START DATA FOR REVIEW

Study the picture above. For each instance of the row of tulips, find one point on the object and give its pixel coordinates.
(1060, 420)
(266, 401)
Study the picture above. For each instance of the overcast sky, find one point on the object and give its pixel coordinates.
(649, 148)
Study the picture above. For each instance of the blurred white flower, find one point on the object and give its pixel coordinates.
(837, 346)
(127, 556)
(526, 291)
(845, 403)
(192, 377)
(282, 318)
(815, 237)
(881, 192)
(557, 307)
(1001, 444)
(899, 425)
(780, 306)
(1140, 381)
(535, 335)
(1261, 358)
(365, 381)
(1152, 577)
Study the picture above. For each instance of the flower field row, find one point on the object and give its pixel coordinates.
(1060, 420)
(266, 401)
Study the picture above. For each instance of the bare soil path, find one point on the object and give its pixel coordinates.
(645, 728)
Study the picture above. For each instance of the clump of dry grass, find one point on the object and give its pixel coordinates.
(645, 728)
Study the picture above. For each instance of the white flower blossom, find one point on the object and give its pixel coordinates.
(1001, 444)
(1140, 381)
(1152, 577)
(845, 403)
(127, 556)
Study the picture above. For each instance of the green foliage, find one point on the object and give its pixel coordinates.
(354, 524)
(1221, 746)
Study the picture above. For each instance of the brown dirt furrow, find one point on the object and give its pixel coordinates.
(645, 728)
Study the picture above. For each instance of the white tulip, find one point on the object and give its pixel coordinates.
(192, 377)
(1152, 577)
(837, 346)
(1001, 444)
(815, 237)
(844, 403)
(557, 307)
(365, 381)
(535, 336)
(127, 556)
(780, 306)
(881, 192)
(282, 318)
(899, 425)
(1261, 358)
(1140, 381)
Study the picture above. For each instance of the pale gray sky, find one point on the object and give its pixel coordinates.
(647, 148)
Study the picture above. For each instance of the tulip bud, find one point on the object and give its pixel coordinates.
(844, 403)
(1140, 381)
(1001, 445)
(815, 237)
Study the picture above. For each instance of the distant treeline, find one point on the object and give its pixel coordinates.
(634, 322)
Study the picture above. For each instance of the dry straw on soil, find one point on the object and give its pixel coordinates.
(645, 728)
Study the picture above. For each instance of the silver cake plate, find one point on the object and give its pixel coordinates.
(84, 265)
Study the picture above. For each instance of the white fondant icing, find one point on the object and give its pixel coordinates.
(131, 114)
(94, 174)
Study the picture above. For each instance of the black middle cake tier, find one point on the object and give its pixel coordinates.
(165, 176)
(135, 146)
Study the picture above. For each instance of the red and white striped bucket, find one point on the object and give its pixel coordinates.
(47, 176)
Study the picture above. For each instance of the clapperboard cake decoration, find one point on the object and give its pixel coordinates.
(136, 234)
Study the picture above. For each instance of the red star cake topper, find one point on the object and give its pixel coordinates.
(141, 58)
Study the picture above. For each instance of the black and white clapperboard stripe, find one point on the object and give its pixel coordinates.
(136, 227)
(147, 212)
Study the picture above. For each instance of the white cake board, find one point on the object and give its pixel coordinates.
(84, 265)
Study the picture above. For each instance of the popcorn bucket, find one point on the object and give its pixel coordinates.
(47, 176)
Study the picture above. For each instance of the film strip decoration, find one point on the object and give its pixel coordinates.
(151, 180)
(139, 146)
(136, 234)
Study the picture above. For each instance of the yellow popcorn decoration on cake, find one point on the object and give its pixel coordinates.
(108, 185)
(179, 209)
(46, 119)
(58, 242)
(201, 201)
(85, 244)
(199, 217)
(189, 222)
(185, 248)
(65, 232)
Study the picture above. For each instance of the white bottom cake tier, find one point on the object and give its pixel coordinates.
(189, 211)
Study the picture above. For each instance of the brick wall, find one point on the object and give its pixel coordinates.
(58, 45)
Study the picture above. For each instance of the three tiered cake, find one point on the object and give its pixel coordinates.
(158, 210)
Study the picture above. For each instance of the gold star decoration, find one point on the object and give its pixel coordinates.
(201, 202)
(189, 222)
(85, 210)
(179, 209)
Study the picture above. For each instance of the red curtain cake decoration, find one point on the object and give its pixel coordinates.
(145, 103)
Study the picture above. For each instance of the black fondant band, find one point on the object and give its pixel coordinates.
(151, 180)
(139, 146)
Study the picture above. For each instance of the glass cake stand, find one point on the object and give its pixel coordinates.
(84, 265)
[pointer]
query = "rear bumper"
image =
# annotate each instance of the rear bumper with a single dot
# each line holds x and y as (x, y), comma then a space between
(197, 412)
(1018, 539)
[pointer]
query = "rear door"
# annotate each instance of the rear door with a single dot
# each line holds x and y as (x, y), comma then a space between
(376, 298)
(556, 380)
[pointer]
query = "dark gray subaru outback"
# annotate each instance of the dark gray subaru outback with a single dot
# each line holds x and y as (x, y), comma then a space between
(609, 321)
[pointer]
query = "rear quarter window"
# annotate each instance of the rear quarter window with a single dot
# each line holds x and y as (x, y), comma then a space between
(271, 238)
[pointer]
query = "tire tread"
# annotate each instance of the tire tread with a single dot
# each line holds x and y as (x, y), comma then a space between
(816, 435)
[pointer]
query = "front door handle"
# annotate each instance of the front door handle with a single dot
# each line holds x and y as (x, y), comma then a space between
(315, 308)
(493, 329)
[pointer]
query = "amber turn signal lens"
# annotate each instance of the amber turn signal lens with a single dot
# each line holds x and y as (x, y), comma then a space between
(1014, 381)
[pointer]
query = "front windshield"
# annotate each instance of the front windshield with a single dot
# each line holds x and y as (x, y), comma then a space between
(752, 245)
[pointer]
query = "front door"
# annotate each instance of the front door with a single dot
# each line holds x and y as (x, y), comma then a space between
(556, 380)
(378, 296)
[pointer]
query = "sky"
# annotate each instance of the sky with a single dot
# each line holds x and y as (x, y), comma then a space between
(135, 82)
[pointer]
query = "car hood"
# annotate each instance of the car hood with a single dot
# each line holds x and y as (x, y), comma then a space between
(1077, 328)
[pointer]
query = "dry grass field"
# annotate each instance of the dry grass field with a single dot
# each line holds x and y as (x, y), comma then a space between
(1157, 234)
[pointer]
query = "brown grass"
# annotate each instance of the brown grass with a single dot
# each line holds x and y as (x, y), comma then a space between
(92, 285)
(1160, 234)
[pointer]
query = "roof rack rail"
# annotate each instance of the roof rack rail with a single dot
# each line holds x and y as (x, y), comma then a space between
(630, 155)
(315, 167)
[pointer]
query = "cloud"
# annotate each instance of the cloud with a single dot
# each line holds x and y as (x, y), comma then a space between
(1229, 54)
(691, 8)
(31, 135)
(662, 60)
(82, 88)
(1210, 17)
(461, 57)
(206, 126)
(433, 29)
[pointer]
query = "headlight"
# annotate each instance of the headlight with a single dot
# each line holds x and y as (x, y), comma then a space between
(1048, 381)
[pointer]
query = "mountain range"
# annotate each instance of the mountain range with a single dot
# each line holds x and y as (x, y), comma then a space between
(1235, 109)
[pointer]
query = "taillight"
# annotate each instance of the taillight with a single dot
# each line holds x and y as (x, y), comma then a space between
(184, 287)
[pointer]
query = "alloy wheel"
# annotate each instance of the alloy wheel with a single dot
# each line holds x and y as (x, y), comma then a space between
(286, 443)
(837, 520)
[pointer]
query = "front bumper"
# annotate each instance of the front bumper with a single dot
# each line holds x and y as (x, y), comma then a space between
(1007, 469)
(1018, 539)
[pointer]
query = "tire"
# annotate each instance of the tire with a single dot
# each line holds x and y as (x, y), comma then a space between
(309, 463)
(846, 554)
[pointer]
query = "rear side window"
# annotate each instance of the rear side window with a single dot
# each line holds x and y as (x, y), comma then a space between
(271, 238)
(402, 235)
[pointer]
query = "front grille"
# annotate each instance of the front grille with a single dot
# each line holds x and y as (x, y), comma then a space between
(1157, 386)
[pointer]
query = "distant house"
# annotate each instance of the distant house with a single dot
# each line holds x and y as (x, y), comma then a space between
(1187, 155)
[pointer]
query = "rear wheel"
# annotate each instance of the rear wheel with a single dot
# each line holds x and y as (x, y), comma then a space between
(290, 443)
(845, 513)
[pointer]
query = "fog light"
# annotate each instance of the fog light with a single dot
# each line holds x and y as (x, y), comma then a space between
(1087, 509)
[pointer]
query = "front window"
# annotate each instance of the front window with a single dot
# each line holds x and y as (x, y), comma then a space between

END DATA FOR REVIEW

#### THE PROBLEM
Which lines run from the one containing "# annotate each instance of the distant" to the end of the records? Transcribe exactly those, both ends included.

#### ANSWER BOX
# annotate each instance of the distant house with a single dot
# each line holds x and y as (x, y), comma then a space between
(1187, 155)
[pointer]
query = "rear wheel"
# annotate each instance of the rear wheel with a single dot
# each line holds x and y as (x, y), comma then a space between
(290, 443)
(845, 513)
[pointer]
query = "fog light"
# annotate each instance of the fog light with a single dot
# each line holds x and y as (x, y), comma then a space between
(1087, 509)
[pointer]
query = "front window"
# annotate each instance of the front window with a single dot
# each line holds x and y as (x, y), comma then a space between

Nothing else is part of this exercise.